[MarkLogic Dev General] xpath string construction

Eric Palmitesta eric.palmitesta at utoronto.ca
Wed Oct 15 07:34:19 PDT 2008


Oh, sorry that wasn't clear to begin with...

The problem exposes itself when allowing a user to delete nodes within a 
document.  You'd like to show the user a list of what's currently there, 
and offer something to click which will delete that node.  Something like:

Eric - <a href="...">delete</a>
Rob - <a href="...">delete</a>
Mike - <a href="...">delete</a>

Using the xdmp:path of the node you wish to delete won't work, because 
if they've got two browsers open, and they delete /path/to/node[14] in 
the 1st browser, then in the 2nd browser /path/to/node[20] will actually 
be blowing away what the user sees as the 21st item, not the 20th 
(because the document order has shifted by 1 due to the first deletion).

- _DATA ENTRIES_:
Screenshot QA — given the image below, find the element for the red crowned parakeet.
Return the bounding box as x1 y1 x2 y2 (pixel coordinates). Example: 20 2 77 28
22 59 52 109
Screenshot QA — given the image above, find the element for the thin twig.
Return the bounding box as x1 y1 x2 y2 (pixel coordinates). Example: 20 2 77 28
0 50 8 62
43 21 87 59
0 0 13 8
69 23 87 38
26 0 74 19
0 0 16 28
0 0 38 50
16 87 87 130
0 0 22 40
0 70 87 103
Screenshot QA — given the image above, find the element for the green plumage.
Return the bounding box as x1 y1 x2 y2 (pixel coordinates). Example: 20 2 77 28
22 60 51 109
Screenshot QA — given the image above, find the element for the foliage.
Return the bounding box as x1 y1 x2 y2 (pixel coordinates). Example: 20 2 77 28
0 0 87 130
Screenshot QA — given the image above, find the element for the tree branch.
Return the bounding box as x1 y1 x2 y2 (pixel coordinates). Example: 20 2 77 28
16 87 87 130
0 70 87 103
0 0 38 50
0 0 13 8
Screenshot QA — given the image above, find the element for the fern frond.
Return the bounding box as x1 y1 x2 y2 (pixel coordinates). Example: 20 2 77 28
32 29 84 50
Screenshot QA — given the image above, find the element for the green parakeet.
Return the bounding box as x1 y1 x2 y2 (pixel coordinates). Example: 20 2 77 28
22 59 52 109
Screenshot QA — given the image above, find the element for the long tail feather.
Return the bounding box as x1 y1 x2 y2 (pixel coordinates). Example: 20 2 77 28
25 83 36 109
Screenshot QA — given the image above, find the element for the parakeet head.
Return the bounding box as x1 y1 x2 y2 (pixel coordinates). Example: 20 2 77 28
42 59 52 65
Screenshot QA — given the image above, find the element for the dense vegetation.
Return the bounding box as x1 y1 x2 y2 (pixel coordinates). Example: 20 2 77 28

- _EXERCISES_:
a. Answer these questions about the forum post on xpath string construction, one per line:
(i) What does the writer want to offer the user beside each item in the list?
(ii) Which node path is deleted in the first browser in the writer's scenario?
(iii) In the second browser, what does deleting /path/to/node[20] actually remove?
b. Write the next part of the forum post on xpath string construction, beginning after its final sentence.

- _EXPECTED RESPONSES_:
a.
(i) Something to click that deletes that node.
(ii) /path/to/node[14].
(iii) What the user sees as the 21st item, not the 20th.

b.
How to mitigate?  Tack an id="blah" attribute on user-deletable nodes. 
Something like:

<people>
   <person id="5gb4t" name="Eric" />
   <person id="by54e" name="Rob" />
   <person id="vj942" name="Mike" />
</people>

Now one doesn't have to rely on xdmp:path (a bad idea to begin with). 
The ensuing barrage of email had only to do with how one would generate 
this unique id, as MarkLogic provides no facility for this.

Hope that helps,

Eric

Robert Koberg wrote:
> 
> On Oct 15, 2008, at 10:09 AM, Eric Palmitesta wrote:
> 
>> Rob,
>>
>> I think so far we're talking about insertion, not editing.
> 
> 
> OK, that wasn't what I was understanding. And sorry to keep coming back, 
> but I want to understand what I am missing.
> 
> Assuming you don't mean inserting in an existing document (which I 
> understand to be editing), and you are just inserting a new document, 
> how would you have an ID to compare against? And, why isn't a URI good 
> enough?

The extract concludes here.